### Parts of the exercise
1. In the post defending Stalin, which newspaper printed the article it reproduces, and in which issue?
2. Carry on the post defending Stalin from the point where it stops.

### Document
_ _ _
In Defense of Uncle Joe. To the Stalin Haters

Michael D. Damore mdamore at moose.uvm.edu
Mon Mar 27 21:21:40 MST 1995


The first few lines make this seem like a joke, but since the writer gets
his ideas from the PLP, I understand.  WHat's next the representative
from MIM Notes.

Mike

On Wed, 22 Mar 1995, Alfred Joseph wrote:

> In defense of Uncle Joe.
>           I have become mildly distressed reading the mush about the
> so-called "crimes of Stalin".  Joe Stalin, "Uncle Joe" to the millions of
> European workers who waited for liberation by the RED ARMY during WW 2, was
> a revolutionary communist.  Attacks on Joe Stalin, whether from Rush or
> from some pseudo-leftist is in reality an attack on communism, workers'
> power.  The following is  an article that was printed in the  June 29, 1994
> issue of Challenge.  Challenge is the newspaper of the Progressive Labor
> Party.
> ----------------------------------------------------------------------------
> --------------------------
>
> --I've just reread The Daughter of Time  by Josephine Tey, the skillful but
> reactionary, British mystery writer.  Although, this is a work of fiction,
> she shows how generations of historians have repeated the British "party
> line," the myth- first put abroad to justify Henry's VII's usurpation of
> the throne in 1485- that Richard III murdered the "Two Princes in the
> Tower."*
>         In the course of her argument she makes a few remarks through her
> fictional character, Laura, which I find highly relevant to discussions
> about the USSR during Stalin's time:
>         "It's an odd thing when you tell someone the true facts of a
> mythical tale they are indignant not with the teller but with you.  They
> don't want to have their ideas upset.  It rouses some vague uneasiness in
> them, I think, and they resent it.  If they were merely indifferent it
> would be natural and understandable, but it is much stronger than that,
> much more positive.  They are annoyed.  Very odd, isn't it?"
_ _ _
### Data
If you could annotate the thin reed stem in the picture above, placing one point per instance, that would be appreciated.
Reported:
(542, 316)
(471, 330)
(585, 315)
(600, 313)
_ _ _
### Answers for this exercise
1. Challenge, the newspaper of the Progressive Labor Party, in its June 29, 1994 issue.

2.
>         Or again..."Perhaps there was something in Laura's theory that
> human nature found difficult to give up preconceived beliefs.  That there
> was some vague inward opposition to, and resentment of, a reversal of
> accepted fact."
>         I first read this book half a decade or so ago after writing an
> article about the Military Purges in the USSR.  In doing research on them
> in the late '70s and early 80s, I found-as did Josephine Tey about the
> story of Richard III's "murder" of the Princes In The Tower- that there was
> no evidence whatsoever for the almost universally accepted version of the
> Military Purges of '37- '38: that Stalin planned this in advance, and that
> the officers in question were "innocent" of whatever they were charged
> with.  On the contrary, I discovered that there was a great deal of
> circumstantial evidence that the charges were true, and much evidence too,
> that Stalin and the Soviet government reacted with great shock to their
> discovery of a plot.
>         Persevering in this research, I read virtually every book and
> article cited by Robert Conquest in his "magnum opus," THE GREAT TERROR .
> With widening amazement, I discovered that Conquest either flagrantly
> misused his sources; misrepresented them; or that in many cases, the
> "sources" Conquest cited (often hundreds of times) were dismissed as
> virtually valueless by even anti-communist scholars at the time they were
> published.  I also discovered that virtually nobody ever sharply questioned
> Conquest on this- though there were certainly questions ( very polite
> questions) raised in some of the scholarly book reviews of his book.
>         In the '80s, I spent a good deal of time researching the movie,
> Harvest of Despair , about the so-called "man-made famine" in the Ukraine
> in the early '30s.  When I discovered that this story, too, was a complete
> fabrication, and was known to be such even before it was shown on PBS ( it
> is still making the rounds, by the way)-  I was less surprised than I might
>  have been.  Still, the extent to which utter lies were simply accepted as
> historical truth- as long as they were anti-communist, anti-Stalin lies-
> was breathtaking.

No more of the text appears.